### [Instruction]
Could you repeat every one of the records below word for word, leaving the pictures out of your answer?

===== Extracted information

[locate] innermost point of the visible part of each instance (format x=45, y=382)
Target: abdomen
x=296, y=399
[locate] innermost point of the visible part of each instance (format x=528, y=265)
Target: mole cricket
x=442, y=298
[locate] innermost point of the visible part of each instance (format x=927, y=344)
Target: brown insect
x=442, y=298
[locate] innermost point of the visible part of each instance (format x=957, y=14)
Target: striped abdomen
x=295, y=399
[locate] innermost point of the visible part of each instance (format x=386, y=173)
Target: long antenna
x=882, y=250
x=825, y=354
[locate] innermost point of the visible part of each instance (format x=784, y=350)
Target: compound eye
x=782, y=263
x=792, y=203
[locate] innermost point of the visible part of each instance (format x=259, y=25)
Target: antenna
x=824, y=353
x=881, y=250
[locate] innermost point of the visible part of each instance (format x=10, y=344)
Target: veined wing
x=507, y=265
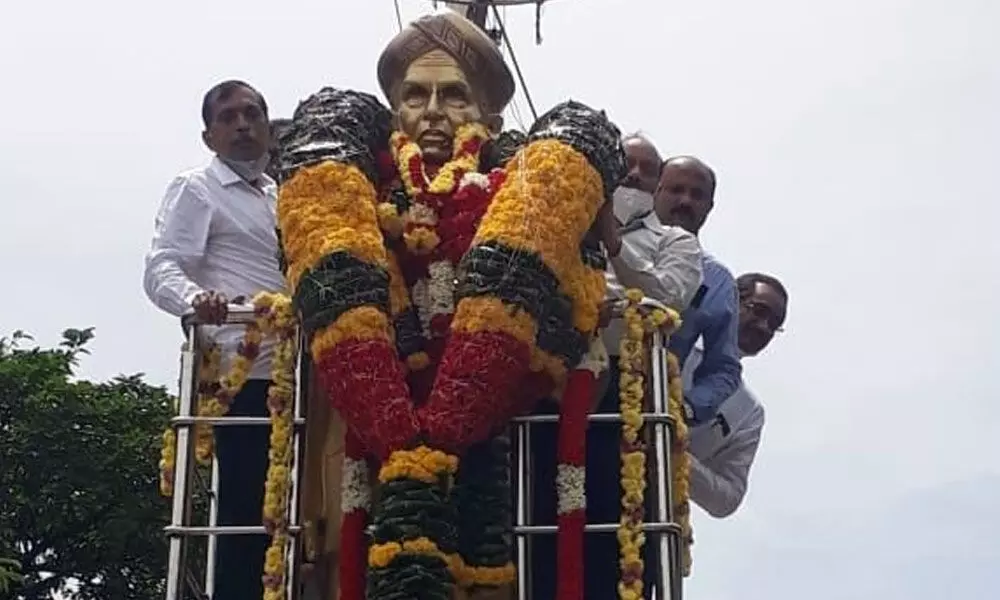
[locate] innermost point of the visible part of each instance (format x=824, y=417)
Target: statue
x=446, y=276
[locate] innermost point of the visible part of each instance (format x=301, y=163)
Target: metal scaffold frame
x=662, y=530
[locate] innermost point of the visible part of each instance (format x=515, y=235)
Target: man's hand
x=606, y=313
x=211, y=307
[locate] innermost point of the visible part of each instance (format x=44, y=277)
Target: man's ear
x=494, y=123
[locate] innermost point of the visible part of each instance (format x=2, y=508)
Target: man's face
x=435, y=99
x=239, y=129
x=643, y=165
x=762, y=314
x=684, y=195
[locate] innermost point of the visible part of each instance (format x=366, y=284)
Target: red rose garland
x=571, y=472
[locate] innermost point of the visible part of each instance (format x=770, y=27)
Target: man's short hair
x=712, y=180
x=745, y=284
x=221, y=91
x=642, y=136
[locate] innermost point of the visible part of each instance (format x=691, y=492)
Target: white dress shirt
x=662, y=261
x=215, y=232
x=723, y=449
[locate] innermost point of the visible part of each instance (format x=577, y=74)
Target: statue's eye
x=414, y=95
x=455, y=94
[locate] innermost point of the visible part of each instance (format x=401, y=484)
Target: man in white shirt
x=723, y=449
x=665, y=263
x=215, y=241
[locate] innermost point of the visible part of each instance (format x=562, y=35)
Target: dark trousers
x=242, y=454
x=601, y=560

==========

### [Result of this task]
[locate] innermost point of the visible part of each instance (format x=45, y=382)
Target: abdomen
x=296, y=399
[locate] innermost point of the visible part of each instance (format x=528, y=265)
Target: mole cricket
x=442, y=298
[locate] innermost point of the visible part of each instance (format x=927, y=344)
Target: brown insect
x=442, y=298
[locate] innermost point of the visible part of each instance (format x=957, y=14)
Target: striped abdomen
x=295, y=399
[locate] innermost point of the visible part of each instance (format x=386, y=173)
Target: long antenna
x=882, y=250
x=825, y=354
[locate] innermost point of the visible part of each instance (format x=784, y=350)
Target: compound eye
x=782, y=263
x=792, y=203
[locate] innermost point of the visible part of each instance (format x=259, y=25)
Target: antenna
x=824, y=353
x=881, y=250
[locate] innermost point of the visible part of each instance (format x=10, y=344)
Target: veined wing
x=507, y=265
[locate] innermost point of the visible part of each instance (format x=824, y=417)
Target: statue
x=446, y=276
[locate] innermost point of the visible part of each instance (format x=301, y=163)
Target: metal scaffold frame
x=662, y=530
[locate] innermost point of the visible part of each instance (format x=515, y=235)
Target: man's hand
x=606, y=313
x=211, y=307
[locate] innermost point of the visible part of each instance (format x=44, y=277)
Target: man's ear
x=494, y=123
[locate] innermost point of the visible part of each instance (format x=2, y=508)
Target: man's face
x=435, y=99
x=239, y=129
x=643, y=165
x=762, y=314
x=684, y=195
[locate] innermost point of the visible part of each instance (format x=366, y=284)
Target: red rose garland
x=571, y=472
[locate] innermost point of the visible part of each instance (format x=770, y=27)
Target: man's short hair
x=712, y=180
x=745, y=284
x=221, y=91
x=642, y=136
[locate] innermost point of the visible part of each instance (format x=691, y=492)
Target: white dress shirt
x=662, y=261
x=215, y=232
x=723, y=449
[locate] innermost point of the visible part of each instance (format x=577, y=74)
Target: statue's eye
x=414, y=95
x=455, y=94
[locate] innermost point of the visible part of each instance (format x=401, y=484)
Target: man in white shirt
x=723, y=449
x=665, y=263
x=215, y=241
[locate] innermost point of the visible part of each instance (format x=562, y=35)
Target: dark trousers
x=242, y=454
x=601, y=560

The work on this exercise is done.